EXERCISE GOAL —
Copy out the items verbatim from the line with "det: bus door" through the end of the items, including both the first and last lines.

RECORDS —
__________________________________________________
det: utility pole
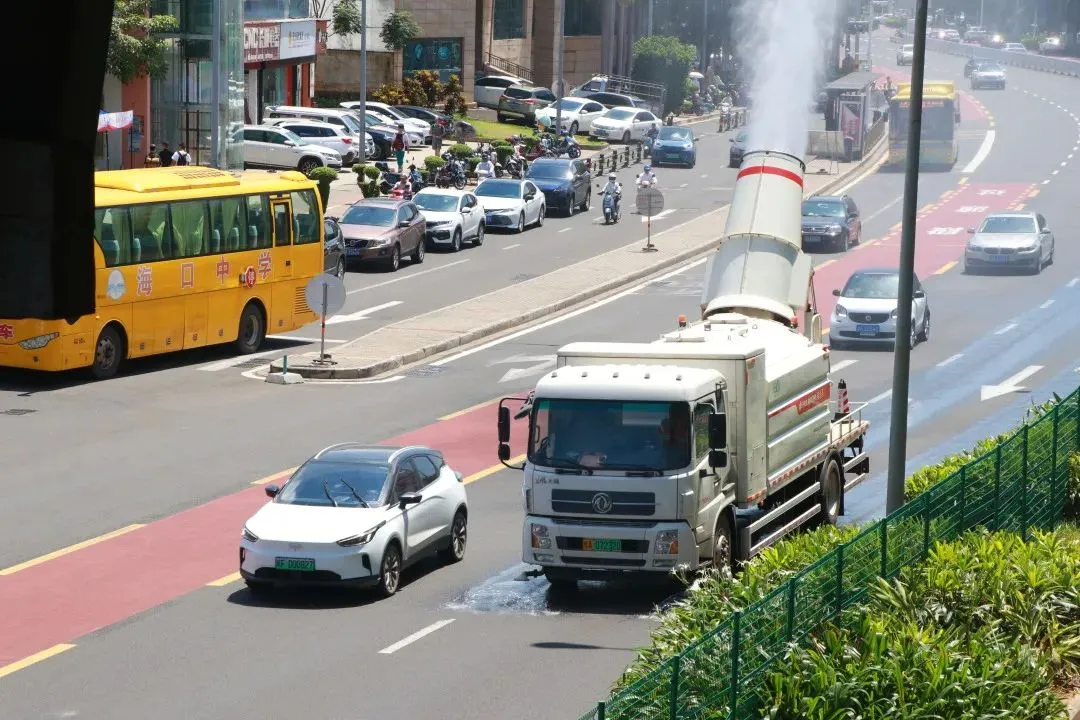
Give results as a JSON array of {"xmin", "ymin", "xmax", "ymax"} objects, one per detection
[
  {"xmin": 886, "ymin": 0, "xmax": 929, "ymax": 513},
  {"xmin": 555, "ymin": 0, "xmax": 566, "ymax": 137},
  {"xmin": 356, "ymin": 0, "xmax": 367, "ymax": 164}
]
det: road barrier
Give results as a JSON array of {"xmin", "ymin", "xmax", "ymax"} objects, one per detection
[{"xmin": 581, "ymin": 388, "xmax": 1080, "ymax": 720}]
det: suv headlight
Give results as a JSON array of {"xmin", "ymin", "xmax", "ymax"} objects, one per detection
[{"xmin": 338, "ymin": 522, "xmax": 386, "ymax": 547}]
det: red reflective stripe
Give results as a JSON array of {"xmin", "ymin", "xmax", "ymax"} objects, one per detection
[{"xmin": 735, "ymin": 165, "xmax": 802, "ymax": 188}]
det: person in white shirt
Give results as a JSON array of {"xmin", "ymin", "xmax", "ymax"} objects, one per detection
[{"xmin": 476, "ymin": 153, "xmax": 495, "ymax": 182}]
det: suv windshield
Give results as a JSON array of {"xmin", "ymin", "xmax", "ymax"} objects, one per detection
[
  {"xmin": 339, "ymin": 205, "xmax": 397, "ymax": 228},
  {"xmin": 273, "ymin": 460, "xmax": 389, "ymax": 507},
  {"xmin": 528, "ymin": 398, "xmax": 691, "ymax": 471},
  {"xmin": 840, "ymin": 272, "xmax": 900, "ymax": 300}
]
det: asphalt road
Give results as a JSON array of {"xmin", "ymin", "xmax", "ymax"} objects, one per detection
[{"xmin": 0, "ymin": 43, "xmax": 1080, "ymax": 720}]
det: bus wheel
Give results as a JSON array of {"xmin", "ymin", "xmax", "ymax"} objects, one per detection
[
  {"xmin": 237, "ymin": 302, "xmax": 267, "ymax": 355},
  {"xmin": 90, "ymin": 325, "xmax": 124, "ymax": 380}
]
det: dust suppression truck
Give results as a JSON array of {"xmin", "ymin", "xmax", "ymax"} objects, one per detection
[{"xmin": 498, "ymin": 151, "xmax": 869, "ymax": 585}]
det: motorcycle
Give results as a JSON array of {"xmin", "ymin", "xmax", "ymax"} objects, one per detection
[{"xmin": 604, "ymin": 192, "xmax": 622, "ymax": 225}]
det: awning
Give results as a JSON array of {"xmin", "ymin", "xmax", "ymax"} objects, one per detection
[{"xmin": 97, "ymin": 110, "xmax": 135, "ymax": 133}]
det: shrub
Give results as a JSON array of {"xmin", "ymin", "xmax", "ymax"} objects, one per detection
[
  {"xmin": 309, "ymin": 167, "xmax": 337, "ymax": 208},
  {"xmin": 443, "ymin": 74, "xmax": 465, "ymax": 116}
]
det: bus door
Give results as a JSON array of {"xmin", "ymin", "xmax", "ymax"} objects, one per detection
[{"xmin": 268, "ymin": 198, "xmax": 298, "ymax": 334}]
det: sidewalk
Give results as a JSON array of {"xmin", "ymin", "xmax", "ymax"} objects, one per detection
__________________________________________________
SOLUTION TO THIS TASK —
det: bus door
Give results as a JSON array of {"xmin", "ymin", "xmax", "ymax"} objects, one per detection
[{"xmin": 268, "ymin": 198, "xmax": 298, "ymax": 334}]
det: sidewalk
Give results as a JSON array of {"xmin", "ymin", "xmax", "ymax"} objects, one per detection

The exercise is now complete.